Reproduce the following data verbatim, preserving every line without alteration.

* Collected data entries:
════════

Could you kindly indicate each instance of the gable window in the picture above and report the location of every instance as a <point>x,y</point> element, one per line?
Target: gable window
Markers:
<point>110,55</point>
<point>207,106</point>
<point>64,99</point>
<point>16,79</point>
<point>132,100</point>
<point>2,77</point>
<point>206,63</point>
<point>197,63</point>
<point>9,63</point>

════════

* RESULT FOR THIS EXERCISE:
Could you kindly indicate each instance of the gable window in the picture above and report the location of every instance as a <point>x,y</point> element, one per line?
Target: gable window
Markers:
<point>110,55</point>
<point>207,106</point>
<point>64,99</point>
<point>16,79</point>
<point>132,100</point>
<point>2,77</point>
<point>206,63</point>
<point>197,63</point>
<point>9,63</point>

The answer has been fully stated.